— Begin —

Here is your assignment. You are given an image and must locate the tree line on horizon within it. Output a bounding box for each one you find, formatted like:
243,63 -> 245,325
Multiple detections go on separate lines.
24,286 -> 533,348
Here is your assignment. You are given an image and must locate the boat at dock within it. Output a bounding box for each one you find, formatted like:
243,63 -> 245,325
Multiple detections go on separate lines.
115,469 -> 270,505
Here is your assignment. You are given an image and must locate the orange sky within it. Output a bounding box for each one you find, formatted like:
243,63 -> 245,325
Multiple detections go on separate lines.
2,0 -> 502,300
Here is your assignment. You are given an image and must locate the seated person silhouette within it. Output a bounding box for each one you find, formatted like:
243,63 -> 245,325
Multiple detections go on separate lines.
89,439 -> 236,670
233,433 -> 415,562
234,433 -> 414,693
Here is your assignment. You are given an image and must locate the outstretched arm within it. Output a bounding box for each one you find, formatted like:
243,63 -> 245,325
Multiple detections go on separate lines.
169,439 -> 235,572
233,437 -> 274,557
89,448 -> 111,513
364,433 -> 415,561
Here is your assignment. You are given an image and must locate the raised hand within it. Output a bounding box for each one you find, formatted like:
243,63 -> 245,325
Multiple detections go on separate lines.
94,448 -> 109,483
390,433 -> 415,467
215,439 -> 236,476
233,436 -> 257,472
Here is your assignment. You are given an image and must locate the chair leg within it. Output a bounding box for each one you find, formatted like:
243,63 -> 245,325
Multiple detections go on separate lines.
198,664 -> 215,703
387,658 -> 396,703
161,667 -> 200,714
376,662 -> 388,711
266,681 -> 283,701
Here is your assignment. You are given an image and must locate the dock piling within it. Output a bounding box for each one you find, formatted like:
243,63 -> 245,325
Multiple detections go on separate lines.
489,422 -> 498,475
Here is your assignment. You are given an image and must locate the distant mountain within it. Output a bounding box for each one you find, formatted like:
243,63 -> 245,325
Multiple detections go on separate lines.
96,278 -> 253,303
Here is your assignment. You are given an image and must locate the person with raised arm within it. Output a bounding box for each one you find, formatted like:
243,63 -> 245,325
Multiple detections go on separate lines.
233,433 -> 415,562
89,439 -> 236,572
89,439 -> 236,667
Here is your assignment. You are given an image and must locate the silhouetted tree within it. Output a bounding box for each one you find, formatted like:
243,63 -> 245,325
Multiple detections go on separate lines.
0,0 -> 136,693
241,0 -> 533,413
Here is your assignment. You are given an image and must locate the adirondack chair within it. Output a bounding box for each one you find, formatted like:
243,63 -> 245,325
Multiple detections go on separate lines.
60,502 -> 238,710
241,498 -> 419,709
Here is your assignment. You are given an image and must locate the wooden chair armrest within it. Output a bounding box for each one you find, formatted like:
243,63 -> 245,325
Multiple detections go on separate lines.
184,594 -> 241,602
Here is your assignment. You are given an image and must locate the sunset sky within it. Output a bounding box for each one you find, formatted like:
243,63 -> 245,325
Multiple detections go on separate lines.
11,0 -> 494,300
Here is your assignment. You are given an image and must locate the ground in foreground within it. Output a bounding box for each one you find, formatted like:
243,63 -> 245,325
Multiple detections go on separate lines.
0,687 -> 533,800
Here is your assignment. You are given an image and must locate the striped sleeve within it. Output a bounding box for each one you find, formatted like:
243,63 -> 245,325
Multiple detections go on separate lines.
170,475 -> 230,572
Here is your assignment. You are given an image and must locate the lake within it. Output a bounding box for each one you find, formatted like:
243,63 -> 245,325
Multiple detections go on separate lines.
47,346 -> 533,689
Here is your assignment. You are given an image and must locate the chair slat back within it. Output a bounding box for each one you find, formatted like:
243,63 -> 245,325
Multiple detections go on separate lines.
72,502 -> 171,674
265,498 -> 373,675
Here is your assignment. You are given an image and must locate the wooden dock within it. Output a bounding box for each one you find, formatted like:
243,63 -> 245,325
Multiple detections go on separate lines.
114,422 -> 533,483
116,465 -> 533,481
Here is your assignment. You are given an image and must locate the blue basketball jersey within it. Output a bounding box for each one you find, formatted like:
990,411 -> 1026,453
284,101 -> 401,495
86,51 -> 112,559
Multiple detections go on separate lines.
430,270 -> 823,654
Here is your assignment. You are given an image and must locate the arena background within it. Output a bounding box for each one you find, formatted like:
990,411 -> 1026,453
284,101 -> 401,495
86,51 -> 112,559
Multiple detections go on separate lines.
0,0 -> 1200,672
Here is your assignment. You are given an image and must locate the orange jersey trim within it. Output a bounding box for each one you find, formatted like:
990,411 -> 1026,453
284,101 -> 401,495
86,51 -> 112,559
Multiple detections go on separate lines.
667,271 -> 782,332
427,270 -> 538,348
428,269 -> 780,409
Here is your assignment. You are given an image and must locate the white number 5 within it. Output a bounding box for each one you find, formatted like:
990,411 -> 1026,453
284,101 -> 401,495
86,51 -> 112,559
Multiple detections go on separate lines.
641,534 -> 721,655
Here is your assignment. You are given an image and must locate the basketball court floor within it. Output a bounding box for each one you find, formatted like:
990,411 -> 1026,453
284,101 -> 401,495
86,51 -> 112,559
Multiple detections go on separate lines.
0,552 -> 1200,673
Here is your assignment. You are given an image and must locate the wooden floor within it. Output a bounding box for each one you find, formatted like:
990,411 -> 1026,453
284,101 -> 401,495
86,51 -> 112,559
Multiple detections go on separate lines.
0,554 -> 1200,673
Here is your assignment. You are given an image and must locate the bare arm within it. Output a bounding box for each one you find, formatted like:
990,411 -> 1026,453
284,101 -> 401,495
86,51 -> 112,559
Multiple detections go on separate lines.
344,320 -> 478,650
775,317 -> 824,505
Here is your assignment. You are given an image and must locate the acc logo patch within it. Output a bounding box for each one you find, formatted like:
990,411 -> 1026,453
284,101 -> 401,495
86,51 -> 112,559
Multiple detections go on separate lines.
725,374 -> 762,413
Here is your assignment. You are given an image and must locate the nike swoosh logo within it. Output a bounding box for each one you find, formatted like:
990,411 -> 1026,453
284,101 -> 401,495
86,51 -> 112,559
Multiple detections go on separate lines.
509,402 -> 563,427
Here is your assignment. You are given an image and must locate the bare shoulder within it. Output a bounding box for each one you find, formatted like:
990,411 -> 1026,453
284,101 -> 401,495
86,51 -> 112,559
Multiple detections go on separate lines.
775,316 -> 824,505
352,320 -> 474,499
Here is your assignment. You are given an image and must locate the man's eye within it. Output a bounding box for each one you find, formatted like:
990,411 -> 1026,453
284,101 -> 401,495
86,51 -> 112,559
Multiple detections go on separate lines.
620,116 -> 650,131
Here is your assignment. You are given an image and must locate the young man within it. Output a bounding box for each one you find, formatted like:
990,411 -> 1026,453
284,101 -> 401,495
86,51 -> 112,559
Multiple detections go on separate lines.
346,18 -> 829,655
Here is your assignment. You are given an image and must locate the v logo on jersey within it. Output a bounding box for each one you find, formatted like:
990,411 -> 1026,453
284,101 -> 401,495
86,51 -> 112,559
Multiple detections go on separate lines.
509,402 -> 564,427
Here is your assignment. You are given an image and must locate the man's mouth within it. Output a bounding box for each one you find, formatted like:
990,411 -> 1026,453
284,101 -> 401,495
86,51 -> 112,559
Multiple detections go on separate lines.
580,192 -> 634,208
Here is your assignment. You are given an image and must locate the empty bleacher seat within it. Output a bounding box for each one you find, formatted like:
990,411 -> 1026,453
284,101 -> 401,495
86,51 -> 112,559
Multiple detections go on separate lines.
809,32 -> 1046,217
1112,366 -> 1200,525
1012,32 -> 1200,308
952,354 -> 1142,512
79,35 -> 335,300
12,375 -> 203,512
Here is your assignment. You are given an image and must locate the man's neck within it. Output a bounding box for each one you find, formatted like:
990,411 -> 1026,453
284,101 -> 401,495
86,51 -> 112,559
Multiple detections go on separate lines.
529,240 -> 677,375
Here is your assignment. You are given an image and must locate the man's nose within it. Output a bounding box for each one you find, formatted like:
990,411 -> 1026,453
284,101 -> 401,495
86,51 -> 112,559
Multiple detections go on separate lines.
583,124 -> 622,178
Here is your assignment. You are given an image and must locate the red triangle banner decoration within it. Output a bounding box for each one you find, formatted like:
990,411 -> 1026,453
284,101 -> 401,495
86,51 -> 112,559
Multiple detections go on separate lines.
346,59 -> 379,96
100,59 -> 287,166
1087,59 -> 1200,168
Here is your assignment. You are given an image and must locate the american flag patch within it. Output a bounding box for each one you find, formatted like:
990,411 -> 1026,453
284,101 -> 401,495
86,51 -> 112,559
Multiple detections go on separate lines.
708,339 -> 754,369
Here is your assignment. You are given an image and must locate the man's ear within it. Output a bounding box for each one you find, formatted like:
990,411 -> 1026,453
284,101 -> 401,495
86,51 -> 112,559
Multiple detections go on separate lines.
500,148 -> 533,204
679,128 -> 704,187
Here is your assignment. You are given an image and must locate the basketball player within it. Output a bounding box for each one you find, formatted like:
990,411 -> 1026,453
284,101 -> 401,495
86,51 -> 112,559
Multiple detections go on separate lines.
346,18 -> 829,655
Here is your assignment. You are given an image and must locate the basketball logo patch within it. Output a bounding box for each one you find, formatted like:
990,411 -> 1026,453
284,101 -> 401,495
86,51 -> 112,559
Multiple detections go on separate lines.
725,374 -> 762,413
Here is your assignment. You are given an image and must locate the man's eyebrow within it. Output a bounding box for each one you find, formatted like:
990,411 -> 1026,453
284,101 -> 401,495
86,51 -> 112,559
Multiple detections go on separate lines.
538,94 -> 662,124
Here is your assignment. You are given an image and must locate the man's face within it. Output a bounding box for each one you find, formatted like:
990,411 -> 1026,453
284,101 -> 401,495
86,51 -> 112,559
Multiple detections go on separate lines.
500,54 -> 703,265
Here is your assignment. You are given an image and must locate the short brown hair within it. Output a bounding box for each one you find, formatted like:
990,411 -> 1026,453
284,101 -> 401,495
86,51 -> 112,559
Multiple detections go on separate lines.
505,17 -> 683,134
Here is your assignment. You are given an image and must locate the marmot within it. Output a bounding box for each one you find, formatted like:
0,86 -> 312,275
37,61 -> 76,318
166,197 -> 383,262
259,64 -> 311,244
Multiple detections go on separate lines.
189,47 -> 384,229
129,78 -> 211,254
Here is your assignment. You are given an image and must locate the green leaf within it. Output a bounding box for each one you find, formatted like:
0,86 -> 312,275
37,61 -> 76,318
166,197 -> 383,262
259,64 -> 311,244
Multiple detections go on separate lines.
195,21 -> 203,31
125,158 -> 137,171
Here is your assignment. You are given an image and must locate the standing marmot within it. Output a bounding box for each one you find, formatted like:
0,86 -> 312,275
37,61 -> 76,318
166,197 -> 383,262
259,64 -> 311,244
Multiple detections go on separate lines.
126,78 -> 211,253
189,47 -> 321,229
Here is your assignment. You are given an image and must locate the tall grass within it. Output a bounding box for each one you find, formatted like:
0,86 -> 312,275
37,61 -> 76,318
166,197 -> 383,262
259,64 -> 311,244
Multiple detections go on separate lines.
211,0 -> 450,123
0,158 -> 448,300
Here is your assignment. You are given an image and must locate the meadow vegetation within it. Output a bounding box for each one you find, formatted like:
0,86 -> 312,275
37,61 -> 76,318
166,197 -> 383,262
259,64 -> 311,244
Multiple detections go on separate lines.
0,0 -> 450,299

— End —

*PROBLEM DESCRIPTION:* Print exactly the lines above, starting at the line that contains "locate the short" and ending with the last line of the records, both included.

*EXERCISE OUTPUT:*
Here is your assignment. You are given an image and must locate the short brown hair within it. Output a bounding box for each one you find, formatted like:
990,411 -> 1026,453
284,101 -> 401,495
86,51 -> 112,559
Multiple detections go on separate lines.
505,17 -> 683,134
Here is your assignment. You are given an image and must locate the marmot within it. Output a bounding box for each one you find, formatted like:
0,86 -> 312,275
37,61 -> 76,318
166,197 -> 383,262
259,64 -> 311,244
Multiple detections go on separate lines.
189,47 -> 384,229
129,78 -> 211,254
Here is your assignment. You are given an image and must locate the green leaf within it. Output a bounding box for each one you find, formatted like:
0,86 -> 312,275
37,61 -> 76,318
166,197 -> 383,262
259,64 -> 311,244
Multiple detections go on separate lines.
195,21 -> 203,31
125,158 -> 137,171
Here is your assignment. You are given an image and must locate the standing marmot within it. Output a bounding box for each one you find, formatted like:
0,86 -> 312,275
37,61 -> 76,318
166,197 -> 383,262
259,64 -> 311,244
Multiple detections go on separate lines.
126,78 -> 211,253
189,47 -> 321,229
Here is your assignment. You are given an image and must locate the tall grass within it. Output a bounding box for each one you find, formatted like:
0,86 -> 312,275
37,61 -> 76,318
166,197 -> 383,262
259,64 -> 311,244
Multiple detections go on separate lines.
211,0 -> 450,123
0,158 -> 448,300
Here is your assignment. You are given an image and must locate the meadow vegetation within it. Output a bounding box for each one you find, formatted like:
0,86 -> 312,275
37,61 -> 76,318
166,197 -> 383,262
259,64 -> 311,244
Multiple detections go on separate lines.
0,0 -> 450,299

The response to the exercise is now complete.